Please repeat all of the listing exactly.

---

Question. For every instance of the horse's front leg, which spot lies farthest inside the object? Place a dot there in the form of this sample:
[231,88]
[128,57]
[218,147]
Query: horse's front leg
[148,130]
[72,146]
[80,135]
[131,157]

---

Task output:
Question. For every instance of the horse's front leg, which spot lies farthest inside the object? Place a dot there in the form of this sample:
[231,88]
[128,57]
[218,147]
Query: horse's front leg
[148,130]
[72,146]
[80,135]
[131,157]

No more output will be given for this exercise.